» RECORDS SUPPLIED:

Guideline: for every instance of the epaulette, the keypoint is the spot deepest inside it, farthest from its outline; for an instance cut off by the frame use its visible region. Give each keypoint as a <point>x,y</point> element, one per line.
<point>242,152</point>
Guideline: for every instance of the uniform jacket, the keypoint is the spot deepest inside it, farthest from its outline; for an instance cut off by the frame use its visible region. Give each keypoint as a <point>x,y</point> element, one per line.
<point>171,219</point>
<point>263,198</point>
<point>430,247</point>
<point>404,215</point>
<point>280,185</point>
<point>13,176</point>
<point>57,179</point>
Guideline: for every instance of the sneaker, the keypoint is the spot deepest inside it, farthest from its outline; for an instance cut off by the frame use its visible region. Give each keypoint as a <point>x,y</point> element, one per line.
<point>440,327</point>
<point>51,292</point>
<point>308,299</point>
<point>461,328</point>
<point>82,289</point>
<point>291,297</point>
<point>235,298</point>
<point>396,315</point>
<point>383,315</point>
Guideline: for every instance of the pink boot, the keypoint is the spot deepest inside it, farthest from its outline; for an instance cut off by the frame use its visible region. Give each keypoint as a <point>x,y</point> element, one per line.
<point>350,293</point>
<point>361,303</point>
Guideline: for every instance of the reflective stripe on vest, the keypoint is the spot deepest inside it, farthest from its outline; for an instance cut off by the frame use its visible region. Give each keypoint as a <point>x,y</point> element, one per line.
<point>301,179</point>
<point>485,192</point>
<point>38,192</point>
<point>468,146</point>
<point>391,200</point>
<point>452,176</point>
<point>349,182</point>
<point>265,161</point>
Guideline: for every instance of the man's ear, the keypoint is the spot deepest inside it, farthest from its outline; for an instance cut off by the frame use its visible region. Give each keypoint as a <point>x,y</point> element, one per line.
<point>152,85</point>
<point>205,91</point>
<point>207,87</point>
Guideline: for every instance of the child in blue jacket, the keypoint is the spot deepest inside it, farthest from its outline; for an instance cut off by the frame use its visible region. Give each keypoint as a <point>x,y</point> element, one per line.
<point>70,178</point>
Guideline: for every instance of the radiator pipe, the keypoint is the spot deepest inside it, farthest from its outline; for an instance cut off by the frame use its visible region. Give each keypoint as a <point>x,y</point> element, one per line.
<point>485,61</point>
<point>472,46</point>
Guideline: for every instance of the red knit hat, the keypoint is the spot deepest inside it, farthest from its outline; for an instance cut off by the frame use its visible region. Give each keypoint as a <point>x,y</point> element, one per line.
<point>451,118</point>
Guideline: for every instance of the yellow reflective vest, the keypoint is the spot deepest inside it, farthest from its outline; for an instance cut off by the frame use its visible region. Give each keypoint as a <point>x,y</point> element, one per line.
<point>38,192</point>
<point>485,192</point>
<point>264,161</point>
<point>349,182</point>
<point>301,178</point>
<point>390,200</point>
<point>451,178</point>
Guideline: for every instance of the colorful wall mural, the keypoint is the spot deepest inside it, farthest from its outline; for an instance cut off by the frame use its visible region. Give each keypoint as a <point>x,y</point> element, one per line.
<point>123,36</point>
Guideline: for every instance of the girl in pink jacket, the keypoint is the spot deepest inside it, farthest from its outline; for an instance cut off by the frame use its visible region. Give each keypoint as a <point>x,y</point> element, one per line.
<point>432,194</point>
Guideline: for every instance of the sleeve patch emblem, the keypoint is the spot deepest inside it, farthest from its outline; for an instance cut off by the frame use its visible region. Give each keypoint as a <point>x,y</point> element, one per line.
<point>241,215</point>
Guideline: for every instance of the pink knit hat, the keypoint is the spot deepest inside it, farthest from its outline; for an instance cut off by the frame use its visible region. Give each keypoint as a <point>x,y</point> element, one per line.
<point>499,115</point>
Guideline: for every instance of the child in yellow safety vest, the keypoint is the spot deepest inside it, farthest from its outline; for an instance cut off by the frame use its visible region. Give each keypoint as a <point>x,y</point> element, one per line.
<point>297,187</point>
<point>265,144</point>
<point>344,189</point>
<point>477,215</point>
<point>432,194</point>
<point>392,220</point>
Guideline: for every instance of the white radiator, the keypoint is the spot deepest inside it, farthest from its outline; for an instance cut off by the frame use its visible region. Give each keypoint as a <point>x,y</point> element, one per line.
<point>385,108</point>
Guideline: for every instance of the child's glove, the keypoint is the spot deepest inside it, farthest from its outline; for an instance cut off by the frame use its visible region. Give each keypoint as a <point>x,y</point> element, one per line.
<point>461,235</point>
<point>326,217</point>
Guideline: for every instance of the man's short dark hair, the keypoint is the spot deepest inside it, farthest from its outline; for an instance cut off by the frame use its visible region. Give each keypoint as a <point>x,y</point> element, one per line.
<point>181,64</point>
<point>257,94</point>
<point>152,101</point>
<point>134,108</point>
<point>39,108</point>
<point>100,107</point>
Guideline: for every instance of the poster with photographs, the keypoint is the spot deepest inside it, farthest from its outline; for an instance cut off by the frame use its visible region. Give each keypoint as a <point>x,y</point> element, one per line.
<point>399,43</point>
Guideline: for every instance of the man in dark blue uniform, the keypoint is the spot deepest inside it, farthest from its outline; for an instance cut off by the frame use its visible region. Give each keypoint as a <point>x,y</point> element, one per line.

» EXERCISE DESCRIPTION:
Without leaving anything out, retype the material exactly.

» EXERCISE SOLUTION:
Guideline: for every instance of the epaulette, the keypoint is the spot deepest inside it, farthest from its outline; for an instance cut off by the frame use its visible region. Give each keypoint as a <point>x,y</point> element, one per line.
<point>242,152</point>
Guideline: for every instance of the uniform jacket, the keypoint is the spot deepest inside it, farthest from its outline; for an instance cut off by the frame use its visible region. Give each keypoint as a <point>x,y</point> element, one per line.
<point>171,219</point>
<point>263,198</point>
<point>430,247</point>
<point>404,215</point>
<point>280,185</point>
<point>13,176</point>
<point>57,179</point>
Guideline: for every instance of the sneaker, the keypoint is the spot deepest inside it, farthest from its outline; for an instance cut off by the frame use its visible region. Give each keypoint as a <point>x,y</point> element, one per line.
<point>440,327</point>
<point>51,292</point>
<point>308,299</point>
<point>461,328</point>
<point>82,289</point>
<point>291,297</point>
<point>235,298</point>
<point>396,315</point>
<point>383,315</point>
Guideline: for every instance of the pink boot, the keypoint is the spot deepest inside it, farthest from its outline; for an instance cut off by the frame use its visible region. Give each keypoint as a <point>x,y</point> element, one per line.
<point>350,293</point>
<point>361,303</point>
Guideline: for every instance of the reflective stripe on vest, the keypoint is the spot deepest inside it, farthest from its outline; for an instance cut off by the frame use its visible region. Give each keypoint as a <point>x,y</point> element, one per line.
<point>301,179</point>
<point>485,192</point>
<point>38,192</point>
<point>468,146</point>
<point>391,200</point>
<point>452,176</point>
<point>349,182</point>
<point>265,161</point>
Guideline: for every instance of the man's ear, the keypoint is the spot deepest inside it, farthest from its outline; for an instance cut off by the frame use its visible region. Give each keypoint as a <point>x,y</point> element, one per line.
<point>152,85</point>
<point>205,91</point>
<point>207,87</point>
Guideline: for every instance of the child in blue jacket, the keypoint is the spot deepest inside it, farthest from its outline; for an instance cut off by the frame use its visible region. Give each keypoint as a <point>x,y</point> element, one per line.
<point>70,178</point>
Guideline: for every instance of the radiator pipe, the keypoint is the spot deepest inside it, farthest from its outline; for an instance cut off by the frame use its visible region. Give each keypoint as a <point>x,y</point> element, one per line.
<point>485,61</point>
<point>472,46</point>
Guideline: for every instance of the red knit hat, the keypoint is the spot deepest inside it, farthest from its outline; for an instance cut off by the frame use its visible region. Give each keypoint as a <point>x,y</point> element, one per line.
<point>451,118</point>
Guideline: for every instance of the yellow reflective vest, the keypoint is the spot deepest inside it, farthest from its outline; for an instance cut off by the frame use its visible region. Give each keypoint as a <point>x,y</point> element, one per line.
<point>38,192</point>
<point>485,192</point>
<point>264,161</point>
<point>349,182</point>
<point>301,178</point>
<point>390,200</point>
<point>451,178</point>
Guideline: for every instance of the colorful wall mural, the keypoint is the spot deepest inside it, farthest from its outline; for an instance cut off by the frame use its visible region. Give each keypoint as a <point>x,y</point> element, one per line.
<point>123,36</point>
Guideline: for every instance of the girl in pink jacket, the keypoint is the spot deepest inside it, farthest from its outline; for an instance cut off by the frame use its visible region. Give each keypoint as a <point>x,y</point> element, one per line.
<point>432,194</point>
Guideline: for every instance of the sleeve patch emblem, the keypoint is the spot deepest inside it, farthest from its outline; for an instance cut off by the frame use its visible region. Give each keypoint as a <point>x,y</point> element, one per line.
<point>241,215</point>
Guideline: for every instance of the pink knit hat, the keypoint is the spot deepest inside it, farthest from its outline; for an instance cut off by the frame use its visible region. Give each keypoint as a <point>x,y</point> element, one per line.
<point>499,115</point>
Guideline: for every instance of the child in yellow safety vest, the keypoint is the spot deepest inside it, farthest from its outline; for an instance cut off by the frame use its visible region. Give each keypoint as a <point>x,y</point> element, one per line.
<point>297,187</point>
<point>265,144</point>
<point>344,189</point>
<point>477,215</point>
<point>432,194</point>
<point>392,220</point>
Guideline: for every instance of the white radiator, the keypoint is the spot deepest inside it, farthest from its outline; for an instance cut off by the frame use its visible region. Give each keypoint as a <point>x,y</point> element, one per line.
<point>385,108</point>
Guideline: for every instance of the child's glove, the keypoint is the spot deepest inside it, farthest from its outline; for an instance cut off by the frame use its visible region. Give each keypoint as a <point>x,y</point> element, one per line.
<point>461,235</point>
<point>326,217</point>
Guideline: for every instance of the man's short dark hair, the keypoint is the spot deepest inside it, farthest from its outline; for an instance cut off by the frame use its visible region. Give each keypoint as a <point>x,y</point> element, one per line.
<point>181,64</point>
<point>257,94</point>
<point>152,101</point>
<point>134,108</point>
<point>39,108</point>
<point>100,107</point>
Guideline: for every instance of the poster with photographs, the keypoint is the spot deepest inside it, farthest from its outline; for an instance cut off by the frame use its visible region. Give each keypoint as a <point>x,y</point> element, one per line.
<point>399,43</point>
Guideline: for every instance of the man in dark blue uniform, the keypoint is the spot deepest inside it, farthest from its outline; for an instance cut off by the frame use its visible region. Give each keypoint as a <point>x,y</point> element, one per line.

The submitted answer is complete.